Extract to read:
▼
Developing Software in a Hostile Environment

Ted Unangst

tedu@openbsd.org

intro

What's this talk about and who is it for? I'll begin by referencing a series of talks that Theo has given over the years regarding exploit mitigation. What it is, how it works, why you want it. Usually the focus is on stopping the bad guys.

I noticed something a bit funny about the exploit mitigation material. On the one hand, it's very technical, how exploits work and are mitigated. On the other hand, the people most interested in exploit mitigation are more likely to be users, stuck running software they don't trust. I wanted to look at things from a different viewpoint. How can we help the good guys?

This is a talk about developing software. My examples are all going to come from OpenBSD, but that doesn't mean I'm only talking to OpenBSD developers. Actually my target audience is everyone who develops software that does, or may, run on OpenBSD. In this case, OpenBSD is the hostile environment. If you're only now discovering that the internet is a hostile environment, you're about 20 years late to the party.

What makes OpenBSD a hostile environment? It doesn't always conform to expectations and it certainly doesn't condone many mistakes. Developers talk a lot about standards; C standard, posix standard; but there's also real world de facto standards and assumptions. Let's challenge some of those assumptions and push the boundaries of the standard. A strictly conforming program will continue to run just as it should, but a program that takes shortcuts will quickly find itself in trouble.

Everybody loves secure software, but as we've maintained for some time, secure software is simply a subset of correct software.

outline

I'm going to start off by discussing a few features that someone developing software on OpenBSD should know about. Then I'm going to discuss some of the theory behind these features, and how your design decisions can affect your ability to detect bugs. Along the way, I'll mix in a few example bugs that were identified and fixed.

philosophy

Software has bugs. Everybody knows this. Lots of bugs go unnoticed. That does't mean they're harmless; it just means you haven't noticed them. Yet.

Whenever we've added new exploit mitigations to OpenBSD, something always seems to stop working. Always. This makes the development of such features very exciting, of course. Did I break it, or was it always broken?

From a high level, my philosopy is that instability today leads to stability tomorrow. The sooner we can break it, the sooner we can fix. Everybody will tell you the same thing, that's it's better to find bugs in development than in production. True of course, but that doesn't mean you won't have production bugs. Earlier is better there too. There is an unfortunate mindset that once something ships, we play it safe and become very conservative. But this only delays the inevitable, and it makes me very uncomfortable. Debugging a live system running code from two years ago is much more difficult than debugging a live system running code from last month. You didn't avoid the bug; you've only made it harder to deal with.
▲
Written exercise:
Answer these questions using the talk on developing software in a hostile environment:
1. In the talk's example, what is the hostile environment?
2. Of what kind of software is secure software said to be a subset?
3. According to the speaker's philosophy, what does instability today lead to?
The data after this point has no connection to the talk.

Information supplied:
▼
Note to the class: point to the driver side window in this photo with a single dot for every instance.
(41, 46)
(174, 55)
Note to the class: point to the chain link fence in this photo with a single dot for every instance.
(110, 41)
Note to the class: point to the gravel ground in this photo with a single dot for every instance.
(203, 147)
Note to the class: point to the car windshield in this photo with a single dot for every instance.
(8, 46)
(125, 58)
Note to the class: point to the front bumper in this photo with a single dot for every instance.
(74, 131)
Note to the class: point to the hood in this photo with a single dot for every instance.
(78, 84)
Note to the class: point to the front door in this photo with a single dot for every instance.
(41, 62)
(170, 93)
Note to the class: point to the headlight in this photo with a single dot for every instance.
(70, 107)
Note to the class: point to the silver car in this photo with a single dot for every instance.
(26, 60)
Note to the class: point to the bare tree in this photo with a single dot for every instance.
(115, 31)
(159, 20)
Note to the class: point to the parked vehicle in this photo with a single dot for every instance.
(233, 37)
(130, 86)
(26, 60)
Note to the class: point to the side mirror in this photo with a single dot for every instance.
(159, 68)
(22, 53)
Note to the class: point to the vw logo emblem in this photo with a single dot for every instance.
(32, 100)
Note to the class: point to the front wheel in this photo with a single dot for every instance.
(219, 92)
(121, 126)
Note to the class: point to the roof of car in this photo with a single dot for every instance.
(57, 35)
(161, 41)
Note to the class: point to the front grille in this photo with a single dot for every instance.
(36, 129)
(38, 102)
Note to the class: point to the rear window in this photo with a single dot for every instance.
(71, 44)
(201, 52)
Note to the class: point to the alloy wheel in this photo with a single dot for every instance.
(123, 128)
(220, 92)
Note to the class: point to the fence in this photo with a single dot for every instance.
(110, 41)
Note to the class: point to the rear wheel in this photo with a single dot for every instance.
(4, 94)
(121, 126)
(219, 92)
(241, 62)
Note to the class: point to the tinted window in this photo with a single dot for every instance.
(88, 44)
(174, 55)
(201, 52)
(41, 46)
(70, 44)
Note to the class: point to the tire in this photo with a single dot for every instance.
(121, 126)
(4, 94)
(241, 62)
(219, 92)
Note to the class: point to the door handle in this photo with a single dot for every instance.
▲
Result of the task:
1. OpenBSD
2. Correct software
3. Stability tomorrow